### Document excerpt
⟨

# fog light cap removal



## videoeditor1 (Dec 25, 2009)

hi all, i'm new here and the name is richard. my wife has a 2006 frontier crewcab with a chrome bumper and black scalloped caps where the fog lights should be. i've found the additional wiring for the fog lamps next to the bumper and i also found out i can't figure out how to remove the caps.
there are two or three small plastic clips that hold the cap from coming out the front of the bumper, but the clips themselves don't move in or out.
i wanted to have this ready today, of all days, for our late night drive up to the snow country. i also have the new light stem needed and can use any and all help.
thanks,
richard:newbie:


----------



## Faja (Aug 31, 2009)

⟩

### Supplied data
⟨

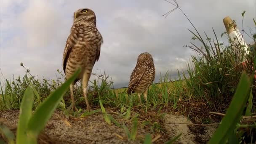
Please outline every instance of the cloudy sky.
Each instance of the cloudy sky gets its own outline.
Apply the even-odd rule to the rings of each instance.
[[[225,31],[222,19],[227,16],[235,19],[241,29],[244,10],[244,29],[255,27],[252,21],[256,18],[255,0],[177,1],[200,32],[205,31],[211,37],[212,27],[219,37]],[[94,11],[104,40],[93,72],[105,71],[117,87],[127,86],[141,53],[148,52],[153,56],[155,82],[160,72],[168,70],[174,79],[177,69],[187,69],[187,62],[194,53],[183,46],[192,40],[187,29],[192,29],[192,26],[178,10],[166,19],[161,16],[175,8],[163,0],[0,2],[0,69],[6,78],[24,75],[21,62],[33,75],[54,78],[56,70],[62,69],[62,54],[74,12],[82,8]],[[245,40],[250,40],[247,37]],[[1,76],[0,80],[4,80]]]

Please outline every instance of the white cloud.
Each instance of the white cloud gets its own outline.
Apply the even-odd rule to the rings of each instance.
[[[219,37],[225,30],[222,19],[227,16],[236,19],[241,29],[243,10],[246,11],[245,28],[253,27],[256,2],[252,1],[178,3],[200,33],[205,31],[213,37],[213,27]],[[24,69],[19,66],[23,62],[35,75],[55,77],[56,69],[62,69],[62,53],[73,13],[83,7],[95,12],[97,27],[104,39],[93,72],[105,70],[115,85],[127,85],[142,52],[152,54],[157,75],[169,70],[172,77],[177,69],[186,69],[187,61],[194,53],[183,47],[191,40],[192,35],[187,29],[193,30],[192,27],[178,10],[166,19],[161,17],[174,8],[163,0],[2,0],[1,4],[0,68],[6,77],[23,75]],[[95,78],[92,76],[91,80]]]

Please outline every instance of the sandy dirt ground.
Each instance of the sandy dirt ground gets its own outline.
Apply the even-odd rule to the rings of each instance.
[[[19,111],[1,112],[0,124],[3,124],[15,133],[19,114]],[[121,122],[119,122],[122,123]],[[153,143],[163,144],[180,133],[182,133],[182,134],[179,141],[175,142],[176,144],[206,143],[217,126],[203,127],[179,124],[189,123],[191,122],[188,121],[187,118],[183,116],[166,115],[163,127],[168,131],[167,136],[157,139]],[[127,126],[129,128],[128,125]],[[109,125],[101,114],[83,118],[67,118],[61,112],[56,111],[39,136],[38,143],[141,144],[143,143],[144,135],[150,132],[139,126],[136,140],[132,141],[128,139],[123,129],[113,124]],[[152,136],[153,139],[156,136]],[[0,135],[1,138],[3,137]]]

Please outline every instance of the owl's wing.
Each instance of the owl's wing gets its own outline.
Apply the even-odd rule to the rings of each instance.
[[[73,34],[73,32],[71,32],[68,37],[67,41],[66,42],[66,46],[65,46],[65,49],[64,49],[64,53],[63,53],[62,67],[63,67],[63,70],[64,70],[64,73],[65,74],[66,74],[66,66],[67,65],[67,59],[69,57],[70,51],[71,51],[71,50],[74,45],[74,41],[72,40],[71,38]]]
[[[96,62],[96,61],[99,61],[99,56],[101,54],[101,45],[102,44],[102,43],[103,43],[103,39],[101,35],[98,31],[98,29],[97,29],[96,28],[96,30],[97,31],[97,32],[96,32],[97,34],[96,35],[96,37],[97,38],[99,37],[99,39],[101,40],[101,41],[100,41],[99,43],[97,45],[97,49],[96,51],[96,59],[95,59],[95,61],[94,61],[94,64],[95,64],[95,62]]]
[[[127,93],[131,94],[133,93],[133,91],[138,85],[138,83],[144,74],[146,68],[142,67],[136,67],[131,75],[130,83],[127,89]]]
[[[152,80],[152,83],[153,83],[153,82],[155,80],[155,67],[154,68],[154,71],[153,72],[154,72],[154,76],[153,77],[153,79]]]

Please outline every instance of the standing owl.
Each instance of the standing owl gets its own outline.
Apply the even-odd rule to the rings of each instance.
[[[155,70],[152,56],[147,52],[141,53],[138,57],[136,66],[131,75],[127,93],[137,93],[141,103],[141,94],[143,93],[144,99],[147,101],[148,90],[155,80]]]
[[[96,27],[94,12],[88,8],[80,9],[74,13],[74,21],[70,34],[66,42],[62,59],[63,67],[66,79],[69,79],[79,67],[81,72],[74,83],[70,85],[72,110],[75,109],[74,85],[79,80],[86,104],[86,109],[90,107],[87,99],[87,86],[93,67],[99,60],[103,39]]]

⟩

### Problems to work on
a: In the fog light cap removal thread, what keeps the cap from coming out the front of the bumper?
b: Carry on the fog light cap removal thread from the point where it stops.

### Results of the tasks
a: Two or three small plastic clips.

b:
Check these links, I think you want to look at the LT.PDF and the EI.PDF - see if that helps:

http://www.********.com/FSM/frontier/2006_Frontier/

Substitute *********** for "n i c o c l u b" no spaces


----------



## SPEEDO (Jun 9, 2003)

I thought they had little fingers that kept them in, you should just have to squeeze and push (from the back side of course)


----------



## SPEEDO (Jun 9, 2003)

did you get them installed?


----------



## nissantruck (Jan 10, 2007)

just push them out from behind. they are only "snapped in". also, there is factory wiring for the fog lights in every fronty. it is just taped up high towards the headlights...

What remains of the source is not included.